**Task brief**
Each line that includes the word "long" should be copied from the records.

[[ Input for this task, beginning ]]

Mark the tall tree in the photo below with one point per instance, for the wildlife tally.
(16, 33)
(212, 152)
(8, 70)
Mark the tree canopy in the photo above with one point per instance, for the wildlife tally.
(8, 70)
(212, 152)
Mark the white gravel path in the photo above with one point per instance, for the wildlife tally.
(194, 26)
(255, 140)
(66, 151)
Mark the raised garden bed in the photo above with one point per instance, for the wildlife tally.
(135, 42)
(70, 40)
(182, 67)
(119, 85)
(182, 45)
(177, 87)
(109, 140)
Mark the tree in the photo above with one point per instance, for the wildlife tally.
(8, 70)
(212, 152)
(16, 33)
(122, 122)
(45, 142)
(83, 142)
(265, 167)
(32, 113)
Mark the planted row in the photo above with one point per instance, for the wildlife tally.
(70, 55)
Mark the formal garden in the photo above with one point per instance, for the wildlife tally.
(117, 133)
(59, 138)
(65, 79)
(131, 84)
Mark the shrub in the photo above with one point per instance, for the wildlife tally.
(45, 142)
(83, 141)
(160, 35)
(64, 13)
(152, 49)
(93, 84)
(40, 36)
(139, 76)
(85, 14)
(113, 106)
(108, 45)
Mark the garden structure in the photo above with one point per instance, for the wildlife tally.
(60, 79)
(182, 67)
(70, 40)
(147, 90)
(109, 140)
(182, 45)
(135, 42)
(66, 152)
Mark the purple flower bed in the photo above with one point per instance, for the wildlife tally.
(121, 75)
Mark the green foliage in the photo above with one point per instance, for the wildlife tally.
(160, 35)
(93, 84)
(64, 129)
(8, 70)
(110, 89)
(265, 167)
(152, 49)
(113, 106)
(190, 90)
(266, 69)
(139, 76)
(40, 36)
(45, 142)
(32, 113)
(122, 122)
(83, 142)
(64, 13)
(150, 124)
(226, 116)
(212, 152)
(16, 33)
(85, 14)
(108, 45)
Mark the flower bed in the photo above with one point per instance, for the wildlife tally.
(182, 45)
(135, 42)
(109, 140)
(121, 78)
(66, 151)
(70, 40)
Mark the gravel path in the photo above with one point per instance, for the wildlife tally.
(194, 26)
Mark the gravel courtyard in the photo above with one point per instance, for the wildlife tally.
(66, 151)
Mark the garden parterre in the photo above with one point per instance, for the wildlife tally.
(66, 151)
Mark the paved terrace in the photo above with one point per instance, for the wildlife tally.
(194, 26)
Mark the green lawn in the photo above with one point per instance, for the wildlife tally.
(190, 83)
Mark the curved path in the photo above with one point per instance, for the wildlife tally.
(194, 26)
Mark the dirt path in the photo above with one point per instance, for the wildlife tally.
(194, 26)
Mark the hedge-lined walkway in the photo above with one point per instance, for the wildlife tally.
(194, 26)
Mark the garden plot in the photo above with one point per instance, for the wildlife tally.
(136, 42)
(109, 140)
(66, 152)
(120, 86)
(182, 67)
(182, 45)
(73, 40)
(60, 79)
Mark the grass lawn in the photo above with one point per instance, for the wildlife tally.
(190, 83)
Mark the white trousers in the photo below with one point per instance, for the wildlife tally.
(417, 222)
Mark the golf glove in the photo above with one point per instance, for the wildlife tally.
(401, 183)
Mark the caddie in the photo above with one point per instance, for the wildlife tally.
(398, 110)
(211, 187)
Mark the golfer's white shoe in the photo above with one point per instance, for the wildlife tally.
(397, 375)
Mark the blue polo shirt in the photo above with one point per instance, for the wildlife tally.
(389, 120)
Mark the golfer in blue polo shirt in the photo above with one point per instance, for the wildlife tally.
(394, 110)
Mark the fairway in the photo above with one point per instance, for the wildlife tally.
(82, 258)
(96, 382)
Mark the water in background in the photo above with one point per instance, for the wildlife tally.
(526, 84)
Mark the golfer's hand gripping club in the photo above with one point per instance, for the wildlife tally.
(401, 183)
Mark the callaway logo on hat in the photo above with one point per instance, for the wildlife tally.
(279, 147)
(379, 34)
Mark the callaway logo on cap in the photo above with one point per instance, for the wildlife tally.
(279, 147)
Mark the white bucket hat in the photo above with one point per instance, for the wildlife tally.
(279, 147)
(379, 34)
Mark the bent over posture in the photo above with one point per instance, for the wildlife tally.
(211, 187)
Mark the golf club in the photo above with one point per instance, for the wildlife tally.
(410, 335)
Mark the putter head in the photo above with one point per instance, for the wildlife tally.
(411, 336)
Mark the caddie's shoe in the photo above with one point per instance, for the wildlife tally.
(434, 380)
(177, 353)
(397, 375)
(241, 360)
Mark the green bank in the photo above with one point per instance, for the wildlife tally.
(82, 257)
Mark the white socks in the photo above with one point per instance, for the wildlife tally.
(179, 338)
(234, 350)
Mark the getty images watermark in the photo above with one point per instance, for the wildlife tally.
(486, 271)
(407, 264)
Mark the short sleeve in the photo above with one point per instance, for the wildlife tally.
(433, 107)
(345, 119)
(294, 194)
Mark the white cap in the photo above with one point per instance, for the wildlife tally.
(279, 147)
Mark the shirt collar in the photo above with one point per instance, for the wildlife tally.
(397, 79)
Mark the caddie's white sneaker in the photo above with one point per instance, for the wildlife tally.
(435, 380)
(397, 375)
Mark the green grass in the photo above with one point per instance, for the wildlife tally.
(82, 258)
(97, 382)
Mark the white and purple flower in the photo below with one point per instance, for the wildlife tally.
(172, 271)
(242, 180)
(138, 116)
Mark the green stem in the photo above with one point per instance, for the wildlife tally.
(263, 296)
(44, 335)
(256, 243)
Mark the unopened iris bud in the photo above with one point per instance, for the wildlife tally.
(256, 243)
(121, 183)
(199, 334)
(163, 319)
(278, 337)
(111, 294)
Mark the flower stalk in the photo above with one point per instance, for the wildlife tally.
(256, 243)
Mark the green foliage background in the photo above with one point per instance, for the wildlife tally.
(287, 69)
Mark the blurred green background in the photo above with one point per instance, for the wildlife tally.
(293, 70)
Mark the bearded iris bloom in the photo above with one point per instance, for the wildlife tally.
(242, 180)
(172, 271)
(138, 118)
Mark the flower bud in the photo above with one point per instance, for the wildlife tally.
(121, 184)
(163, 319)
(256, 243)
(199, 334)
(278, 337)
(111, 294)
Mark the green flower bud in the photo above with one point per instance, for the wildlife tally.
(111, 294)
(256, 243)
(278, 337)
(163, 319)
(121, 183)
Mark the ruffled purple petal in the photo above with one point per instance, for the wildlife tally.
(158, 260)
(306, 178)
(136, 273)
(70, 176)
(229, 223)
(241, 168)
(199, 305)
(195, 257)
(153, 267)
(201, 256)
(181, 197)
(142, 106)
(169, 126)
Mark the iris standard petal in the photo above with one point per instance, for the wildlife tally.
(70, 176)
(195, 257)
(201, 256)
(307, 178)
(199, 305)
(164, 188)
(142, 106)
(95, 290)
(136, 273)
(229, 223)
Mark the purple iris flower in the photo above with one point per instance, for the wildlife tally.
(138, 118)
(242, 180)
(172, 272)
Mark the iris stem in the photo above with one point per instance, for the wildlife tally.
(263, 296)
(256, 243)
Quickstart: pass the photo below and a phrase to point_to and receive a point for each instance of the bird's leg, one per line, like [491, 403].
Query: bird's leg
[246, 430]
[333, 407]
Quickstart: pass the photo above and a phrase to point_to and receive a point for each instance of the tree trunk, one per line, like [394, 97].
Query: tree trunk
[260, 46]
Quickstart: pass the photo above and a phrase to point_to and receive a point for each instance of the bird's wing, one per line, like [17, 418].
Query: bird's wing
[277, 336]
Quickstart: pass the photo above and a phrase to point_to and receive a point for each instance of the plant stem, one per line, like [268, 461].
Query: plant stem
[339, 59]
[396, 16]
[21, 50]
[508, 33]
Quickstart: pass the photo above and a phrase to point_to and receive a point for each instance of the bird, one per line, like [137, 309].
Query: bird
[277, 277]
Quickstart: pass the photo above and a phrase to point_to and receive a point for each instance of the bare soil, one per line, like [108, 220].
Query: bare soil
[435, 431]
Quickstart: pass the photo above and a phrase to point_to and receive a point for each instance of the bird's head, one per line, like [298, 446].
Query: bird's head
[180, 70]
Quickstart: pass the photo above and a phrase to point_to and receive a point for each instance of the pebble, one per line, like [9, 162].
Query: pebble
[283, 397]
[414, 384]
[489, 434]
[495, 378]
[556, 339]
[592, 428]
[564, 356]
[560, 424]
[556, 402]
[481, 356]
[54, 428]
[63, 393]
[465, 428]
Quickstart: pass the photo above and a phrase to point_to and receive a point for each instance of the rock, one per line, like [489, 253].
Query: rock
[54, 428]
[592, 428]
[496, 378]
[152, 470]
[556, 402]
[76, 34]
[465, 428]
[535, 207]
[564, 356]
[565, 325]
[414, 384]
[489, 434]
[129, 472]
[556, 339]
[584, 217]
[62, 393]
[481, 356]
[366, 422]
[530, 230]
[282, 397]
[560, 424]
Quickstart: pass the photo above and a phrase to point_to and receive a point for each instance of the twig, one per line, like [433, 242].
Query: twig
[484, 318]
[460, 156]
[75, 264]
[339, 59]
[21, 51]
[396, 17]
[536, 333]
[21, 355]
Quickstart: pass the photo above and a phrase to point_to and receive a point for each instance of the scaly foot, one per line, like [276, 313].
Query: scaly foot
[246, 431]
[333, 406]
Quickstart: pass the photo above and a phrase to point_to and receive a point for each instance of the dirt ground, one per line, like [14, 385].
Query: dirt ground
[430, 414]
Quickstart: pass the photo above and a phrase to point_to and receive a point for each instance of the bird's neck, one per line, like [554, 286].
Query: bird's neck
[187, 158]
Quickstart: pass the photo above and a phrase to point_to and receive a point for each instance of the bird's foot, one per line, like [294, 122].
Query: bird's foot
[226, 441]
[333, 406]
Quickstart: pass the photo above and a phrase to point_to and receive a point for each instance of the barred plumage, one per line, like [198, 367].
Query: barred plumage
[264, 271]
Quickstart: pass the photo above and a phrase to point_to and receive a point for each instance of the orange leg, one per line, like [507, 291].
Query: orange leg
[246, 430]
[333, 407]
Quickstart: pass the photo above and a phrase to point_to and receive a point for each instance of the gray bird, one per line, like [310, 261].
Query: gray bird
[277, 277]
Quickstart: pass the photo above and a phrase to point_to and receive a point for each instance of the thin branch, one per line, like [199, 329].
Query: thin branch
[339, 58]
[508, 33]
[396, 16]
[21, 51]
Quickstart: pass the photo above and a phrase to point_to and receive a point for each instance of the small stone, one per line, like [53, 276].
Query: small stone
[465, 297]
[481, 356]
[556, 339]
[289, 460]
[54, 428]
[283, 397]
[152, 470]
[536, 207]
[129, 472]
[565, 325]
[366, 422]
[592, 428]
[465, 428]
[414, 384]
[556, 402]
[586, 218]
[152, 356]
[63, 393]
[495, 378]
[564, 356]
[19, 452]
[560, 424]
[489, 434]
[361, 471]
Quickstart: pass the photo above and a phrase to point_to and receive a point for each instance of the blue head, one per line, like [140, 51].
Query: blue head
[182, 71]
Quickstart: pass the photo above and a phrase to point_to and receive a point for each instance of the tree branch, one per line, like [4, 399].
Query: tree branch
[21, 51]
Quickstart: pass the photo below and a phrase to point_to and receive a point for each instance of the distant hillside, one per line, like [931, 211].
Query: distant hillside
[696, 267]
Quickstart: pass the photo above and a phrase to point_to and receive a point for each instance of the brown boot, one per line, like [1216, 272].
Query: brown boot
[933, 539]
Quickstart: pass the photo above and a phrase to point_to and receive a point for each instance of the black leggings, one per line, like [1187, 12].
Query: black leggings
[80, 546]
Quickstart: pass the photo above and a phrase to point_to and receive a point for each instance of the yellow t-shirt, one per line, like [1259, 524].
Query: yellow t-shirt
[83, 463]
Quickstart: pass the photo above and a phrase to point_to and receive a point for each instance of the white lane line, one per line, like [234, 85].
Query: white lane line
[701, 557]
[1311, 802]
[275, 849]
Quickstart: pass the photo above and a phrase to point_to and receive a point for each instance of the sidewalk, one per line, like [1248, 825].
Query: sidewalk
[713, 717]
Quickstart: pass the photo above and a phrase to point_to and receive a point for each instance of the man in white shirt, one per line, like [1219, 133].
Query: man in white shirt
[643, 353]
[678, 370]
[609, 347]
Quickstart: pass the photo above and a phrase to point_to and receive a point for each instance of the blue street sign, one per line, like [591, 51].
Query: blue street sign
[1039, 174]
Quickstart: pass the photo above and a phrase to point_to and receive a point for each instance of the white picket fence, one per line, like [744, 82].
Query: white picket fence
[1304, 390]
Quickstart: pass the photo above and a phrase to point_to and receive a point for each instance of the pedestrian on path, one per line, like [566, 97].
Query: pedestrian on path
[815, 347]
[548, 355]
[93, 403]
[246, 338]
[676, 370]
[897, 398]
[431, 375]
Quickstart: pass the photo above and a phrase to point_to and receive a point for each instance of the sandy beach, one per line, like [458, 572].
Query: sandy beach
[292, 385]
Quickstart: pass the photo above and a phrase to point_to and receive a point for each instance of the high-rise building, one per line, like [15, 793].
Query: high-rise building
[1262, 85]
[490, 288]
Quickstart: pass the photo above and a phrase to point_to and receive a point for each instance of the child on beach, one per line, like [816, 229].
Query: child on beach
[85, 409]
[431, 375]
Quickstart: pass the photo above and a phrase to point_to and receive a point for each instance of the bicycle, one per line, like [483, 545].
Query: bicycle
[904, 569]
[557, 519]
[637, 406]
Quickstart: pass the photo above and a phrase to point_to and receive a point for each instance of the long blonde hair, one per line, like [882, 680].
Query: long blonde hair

[[ Input for this task, end ]]

**Expected answer**
Quickstart: pass the photo above and a phrase to point_to and receive a point for each instance of the long blonde hair, one per line, like [882, 680].
Query: long blonde hair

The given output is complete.